Task description:
Print every line of the following material verbatim, from the first line to the last.

— Start —

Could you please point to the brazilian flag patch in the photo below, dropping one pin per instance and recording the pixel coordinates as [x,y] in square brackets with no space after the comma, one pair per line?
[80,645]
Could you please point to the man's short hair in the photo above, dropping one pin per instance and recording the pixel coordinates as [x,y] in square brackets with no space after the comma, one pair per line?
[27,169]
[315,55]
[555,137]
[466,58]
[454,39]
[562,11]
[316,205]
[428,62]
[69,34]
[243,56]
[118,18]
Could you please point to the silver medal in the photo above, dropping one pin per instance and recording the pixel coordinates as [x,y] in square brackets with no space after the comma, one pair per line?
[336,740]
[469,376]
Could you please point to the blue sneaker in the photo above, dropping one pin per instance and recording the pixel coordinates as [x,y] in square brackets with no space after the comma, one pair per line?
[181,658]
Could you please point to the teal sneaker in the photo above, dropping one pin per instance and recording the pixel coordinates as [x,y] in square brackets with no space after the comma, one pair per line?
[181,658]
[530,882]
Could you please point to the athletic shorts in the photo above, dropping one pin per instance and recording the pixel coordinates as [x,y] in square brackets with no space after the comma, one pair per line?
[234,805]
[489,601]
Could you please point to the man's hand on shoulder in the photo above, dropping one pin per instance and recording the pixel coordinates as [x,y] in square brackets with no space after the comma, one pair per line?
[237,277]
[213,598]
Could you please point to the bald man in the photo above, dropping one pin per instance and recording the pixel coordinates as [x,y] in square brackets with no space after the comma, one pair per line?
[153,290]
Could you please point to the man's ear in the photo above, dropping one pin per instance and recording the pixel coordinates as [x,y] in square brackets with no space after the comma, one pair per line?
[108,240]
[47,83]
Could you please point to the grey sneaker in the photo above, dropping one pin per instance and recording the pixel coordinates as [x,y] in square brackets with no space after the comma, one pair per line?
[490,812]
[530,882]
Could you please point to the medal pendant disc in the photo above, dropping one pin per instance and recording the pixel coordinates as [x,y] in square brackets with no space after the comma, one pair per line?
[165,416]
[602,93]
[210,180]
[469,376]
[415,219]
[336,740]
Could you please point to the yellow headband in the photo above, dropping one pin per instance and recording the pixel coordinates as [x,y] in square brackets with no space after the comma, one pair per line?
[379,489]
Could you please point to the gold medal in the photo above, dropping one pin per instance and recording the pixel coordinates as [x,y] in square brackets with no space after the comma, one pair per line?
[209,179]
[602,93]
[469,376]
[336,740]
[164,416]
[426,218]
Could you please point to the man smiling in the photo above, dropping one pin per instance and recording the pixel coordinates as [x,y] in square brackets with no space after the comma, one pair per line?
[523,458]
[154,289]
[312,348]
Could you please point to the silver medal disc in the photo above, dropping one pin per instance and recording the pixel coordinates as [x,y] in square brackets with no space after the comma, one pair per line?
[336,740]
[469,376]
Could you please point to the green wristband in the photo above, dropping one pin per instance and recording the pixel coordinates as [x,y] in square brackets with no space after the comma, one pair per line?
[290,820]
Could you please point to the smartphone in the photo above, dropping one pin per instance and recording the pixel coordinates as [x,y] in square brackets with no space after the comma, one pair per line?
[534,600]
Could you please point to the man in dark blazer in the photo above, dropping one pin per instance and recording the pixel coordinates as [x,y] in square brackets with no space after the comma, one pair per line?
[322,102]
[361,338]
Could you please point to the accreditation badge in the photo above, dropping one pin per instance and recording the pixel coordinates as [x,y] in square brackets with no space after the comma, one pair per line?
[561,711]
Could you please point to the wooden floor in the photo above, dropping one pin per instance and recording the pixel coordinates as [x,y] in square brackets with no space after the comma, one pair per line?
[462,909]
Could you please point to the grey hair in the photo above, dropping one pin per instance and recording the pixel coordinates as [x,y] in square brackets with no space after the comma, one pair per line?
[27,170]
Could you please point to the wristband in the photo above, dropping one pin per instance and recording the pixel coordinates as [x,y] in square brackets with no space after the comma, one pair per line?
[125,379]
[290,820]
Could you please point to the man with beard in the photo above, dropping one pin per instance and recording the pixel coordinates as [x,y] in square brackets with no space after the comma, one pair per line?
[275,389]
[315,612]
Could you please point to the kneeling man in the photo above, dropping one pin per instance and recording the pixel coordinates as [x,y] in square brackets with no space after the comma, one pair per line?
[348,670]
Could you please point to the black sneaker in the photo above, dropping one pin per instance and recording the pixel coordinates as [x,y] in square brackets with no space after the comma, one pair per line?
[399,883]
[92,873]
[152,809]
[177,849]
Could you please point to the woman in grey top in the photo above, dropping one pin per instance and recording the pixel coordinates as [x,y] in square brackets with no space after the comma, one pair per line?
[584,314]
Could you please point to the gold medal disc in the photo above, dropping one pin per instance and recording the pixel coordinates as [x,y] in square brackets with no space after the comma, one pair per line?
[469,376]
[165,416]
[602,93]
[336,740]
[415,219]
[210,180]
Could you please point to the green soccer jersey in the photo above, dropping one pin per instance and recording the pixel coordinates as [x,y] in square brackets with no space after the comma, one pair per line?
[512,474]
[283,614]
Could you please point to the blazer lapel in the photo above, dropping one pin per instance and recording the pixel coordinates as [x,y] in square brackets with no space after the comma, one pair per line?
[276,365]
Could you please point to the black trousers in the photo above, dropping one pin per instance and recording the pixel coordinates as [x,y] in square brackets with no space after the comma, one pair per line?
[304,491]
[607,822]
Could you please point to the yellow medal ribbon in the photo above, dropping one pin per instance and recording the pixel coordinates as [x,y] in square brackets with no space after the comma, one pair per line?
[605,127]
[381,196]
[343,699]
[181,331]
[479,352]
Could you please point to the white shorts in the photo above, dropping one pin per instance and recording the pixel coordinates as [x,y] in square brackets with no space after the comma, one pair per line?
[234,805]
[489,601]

— End —

Correct output:
Could you please point to the brazilian flag patch in the photo below, dropping one pin per instance and recording the pixel coordinates as [x,y] in square brackets with no space after the comma, one pair per line?
[80,645]
Could you please point to the man's short hair in the photo above, dropping one pin per instance and recording the pixel coordinates as [x,y] in square brackets with no space after the comma, one pair per line?
[27,169]
[315,55]
[555,137]
[466,58]
[454,39]
[562,11]
[316,205]
[428,62]
[69,34]
[243,56]
[118,18]
Could you please point to the silver medal in the photo above, dropping one pin per instance and recording the pixel coordinates as [x,y] in square brackets with no space after the comma, one pair per line?
[336,740]
[469,376]
Could you please point to the blue sneaker in the photo above, dropping one pin per instance and recording the pixel coordinates as [x,y] in square brackets with no space after the comma, one pair per line?
[181,658]
Could you please point to the teal sneaker in the photo above, dropping one pin per instance and recording the pixel coordinates as [x,y] in square brackets with no space after the comma, one pair per line?
[181,658]
[530,882]
Could you please point to the athletic shorts in the photo above, dropping one pin per instance and recording the pixel coordinates as [x,y] in square brackets with no space after the comma, one pair per line?
[234,805]
[489,601]
Could you please point to the man's hand on shoulder in the photo above, dropping one pin per instance and recording the pixel coordinates as [x,y] in square brackets with no space after the comma, one pair per line?
[237,277]
[213,598]
Could you please point to the bald man in the photo above, dropping one pin per instance and recording the pixel coordinates as [x,y] in square brackets with no space after the comma, one pair per line?
[153,290]
Could you please point to the man's ear in the photo above, dropping one pin per instance and recording the pixel coordinates as [x,y] in square brackets with no space after the comma, one pair per line?
[108,240]
[47,83]
Could you please point to the grey sneaker in the photo above, dropping one pin per instance and recording the pixel coordinates as [x,y] in square brackets with no space after the comma, one pair per line?
[490,812]
[530,882]
Could you please point to the medal pendant disc in the photo above, dropping one pin per instance and recording the pixel coordinates as [x,y] in square brackets with no space after the comma, one pair per line?
[165,416]
[602,93]
[210,180]
[469,376]
[415,219]
[336,740]
Could you please point to the yellow headband in the photo above, dropping one pin per instance and recording the pixel coordinates as [x,y] in square brackets with no space after the comma, one pair per line?
[379,489]
Could you please point to the gold medal in the photo above, dropping one pin per instance and recording the pixel coordinates as [x,y] in square brackets with no space after the comma, one pair per line?
[209,179]
[602,93]
[469,376]
[336,740]
[164,416]
[426,218]
Could you please point to the man smiling in the photo above, dropping one pin per instance and recording the pixel coordinates as [x,y] in square brackets with no space after the comma, one pair per line?
[523,458]
[154,289]
[312,348]
Could you please point to the silver medal disc in the photo above, dropping one pin per instance and recording the pixel coordinates as [x,y] in square brackets with no space after the comma, one pair per line?
[336,740]
[469,376]
Could you please point to the green wristband in the photo above, dropping one pin per instance and recording the pixel coordinates as [x,y] in square brackets with no space after the comma, one pair per line?
[290,820]
Could you please point to the smartphone in the photo above, dropping one pin per instance and recording the pixel coordinates as [x,y] in square brackets with no space after the comma, one pair per line?
[534,600]
Could you please point to the man in dark blazer in the photo above, dropping one pin per instance and recording the pixel coordinates as [x,y] in square brackets with no space after the comma, one pair per line?
[322,102]
[361,338]
Could you please point to the accreditation badge in the photo above, dropping one pin per instance and recording the pixel coordinates as [x,y] in square brackets with no space after the comma, one pair per line?
[561,711]
Could you please point to the wooden floor in the photo above, dropping one pin per instance and recording the pixel coordinates as [x,y] in square brackets with no space after the comma, one pair per line?
[462,909]
Could you please point to the grey hair in the photo above, dropping one pin per instance and recording the pixel coordinates as [x,y] in square brackets with no space after the comma, one pair per line?
[27,170]
Could you please point to the wristband in the photo above, dropping one pin per instance and recording the pixel coordinates as [x,y] in square brackets with no space after the comma, one pair per line?
[125,379]
[290,820]
Could you please point to the man with beard in the photo above, dropping one pin per instance and recording the pixel coordinates as [x,y] in square brackets with no space after the comma, one pair per line?
[275,389]
[315,612]
Could you please point to the kneeling man in the photo above, dropping one pin per instance and recording the pixel coordinates as [x,y] in square brackets with no space after the comma, one pair per line?
[348,670]
Could you please point to the black sneaker in the photo above, dropping one pin per instance and recording the pixel coordinates as [x,y] in square brackets with no space after the comma, one pair per line?
[399,883]
[92,873]
[152,809]
[177,849]
Could you please point to the woman in grey top in the photo above, dropping one pin per instance and recording the pixel coordinates as [x,y] in square brackets with no space after the comma, one pair per line?
[584,314]
Could you please point to the gold medal disc in the photo above, dropping one pin per instance and recording the pixel coordinates as [x,y] in square brackets with no space after the comma, one pair per line?
[469,376]
[165,416]
[602,93]
[336,740]
[415,219]
[210,180]
Could you please point to the green soccer jersey in the photo above, dropping one pin per instance and recording the pixel coordinates as [x,y] in square brackets with no space after the comma, one pair per line?
[512,474]
[283,614]
Could you please point to the blazer lapel in the photo above, dropping one pin per instance and recording the pixel coordinates as [x,y] in square brackets with no space after the comma, one pair per line?
[276,365]
Could you please point to the black trousers in the photo above, dropping one pin per instance and recording the pixel coordinates as [x,y] in square brackets with no space after the comma, one pair per line?
[304,491]
[607,822]
Could you please point to the yellow medal ribbon in the photo above, dropping one pin per instance and recording the pixel coordinates as [x,y] in square brackets with no space after the comma, one pair per line?
[605,127]
[381,196]
[343,699]
[181,331]
[479,352]
Could you please point to the white shorts in the photo above, dropping one pin per instance and recording the pixel coordinates as [x,y] in square brackets with no space after the comma, one pair per line?
[234,805]
[489,601]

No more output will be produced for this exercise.